--- Provided records ---

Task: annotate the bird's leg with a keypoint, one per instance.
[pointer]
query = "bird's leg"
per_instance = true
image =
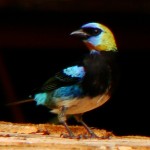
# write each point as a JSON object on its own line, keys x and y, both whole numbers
{"x": 79, "y": 119}
{"x": 62, "y": 119}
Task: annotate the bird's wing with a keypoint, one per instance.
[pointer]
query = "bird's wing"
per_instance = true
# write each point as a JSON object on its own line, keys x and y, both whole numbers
{"x": 67, "y": 76}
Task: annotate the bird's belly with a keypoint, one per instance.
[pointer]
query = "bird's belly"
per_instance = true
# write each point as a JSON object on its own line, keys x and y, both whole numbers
{"x": 81, "y": 105}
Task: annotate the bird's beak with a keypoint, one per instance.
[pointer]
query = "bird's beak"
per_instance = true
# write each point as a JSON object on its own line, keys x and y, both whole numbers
{"x": 80, "y": 33}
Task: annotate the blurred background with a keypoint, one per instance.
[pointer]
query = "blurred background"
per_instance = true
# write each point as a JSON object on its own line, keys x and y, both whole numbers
{"x": 35, "y": 43}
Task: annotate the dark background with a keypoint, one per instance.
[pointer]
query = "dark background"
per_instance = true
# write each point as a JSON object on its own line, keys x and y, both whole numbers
{"x": 35, "y": 43}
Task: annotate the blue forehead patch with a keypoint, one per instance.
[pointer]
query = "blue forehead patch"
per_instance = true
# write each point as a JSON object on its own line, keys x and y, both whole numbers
{"x": 75, "y": 71}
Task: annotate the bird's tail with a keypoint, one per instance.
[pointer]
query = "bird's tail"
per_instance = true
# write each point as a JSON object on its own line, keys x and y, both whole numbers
{"x": 20, "y": 102}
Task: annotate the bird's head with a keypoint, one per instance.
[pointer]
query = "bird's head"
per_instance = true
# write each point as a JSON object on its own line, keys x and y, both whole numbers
{"x": 97, "y": 37}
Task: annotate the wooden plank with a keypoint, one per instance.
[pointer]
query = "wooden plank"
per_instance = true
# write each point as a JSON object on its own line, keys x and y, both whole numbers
{"x": 35, "y": 136}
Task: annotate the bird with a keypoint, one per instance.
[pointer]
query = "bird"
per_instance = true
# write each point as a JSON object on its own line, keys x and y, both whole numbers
{"x": 87, "y": 85}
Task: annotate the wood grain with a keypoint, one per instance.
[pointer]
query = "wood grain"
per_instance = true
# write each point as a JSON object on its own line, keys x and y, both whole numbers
{"x": 47, "y": 136}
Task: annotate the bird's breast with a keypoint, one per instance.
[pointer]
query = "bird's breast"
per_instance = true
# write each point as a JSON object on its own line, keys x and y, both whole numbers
{"x": 81, "y": 105}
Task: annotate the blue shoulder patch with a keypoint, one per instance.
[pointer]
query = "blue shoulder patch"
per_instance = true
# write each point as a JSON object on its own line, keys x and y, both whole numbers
{"x": 75, "y": 71}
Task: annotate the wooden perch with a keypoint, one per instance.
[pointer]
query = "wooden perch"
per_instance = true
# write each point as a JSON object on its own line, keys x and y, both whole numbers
{"x": 47, "y": 136}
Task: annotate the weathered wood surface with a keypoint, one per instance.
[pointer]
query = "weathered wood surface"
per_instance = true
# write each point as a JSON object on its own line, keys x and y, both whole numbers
{"x": 47, "y": 136}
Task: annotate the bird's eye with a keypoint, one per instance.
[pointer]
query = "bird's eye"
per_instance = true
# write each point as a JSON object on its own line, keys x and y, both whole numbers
{"x": 92, "y": 31}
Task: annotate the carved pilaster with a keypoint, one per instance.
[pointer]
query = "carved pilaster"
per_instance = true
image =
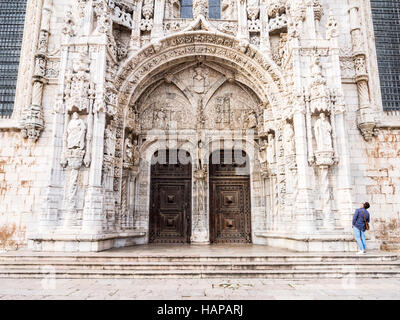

---

* Given instruction *
Show every line of the material that contains the word "weathered", treating uppercase and lowercase as different.

* Task solution *
Task: annotate the weathered wood surface with a keypoint, one per instance.
query = "weathered wood surface"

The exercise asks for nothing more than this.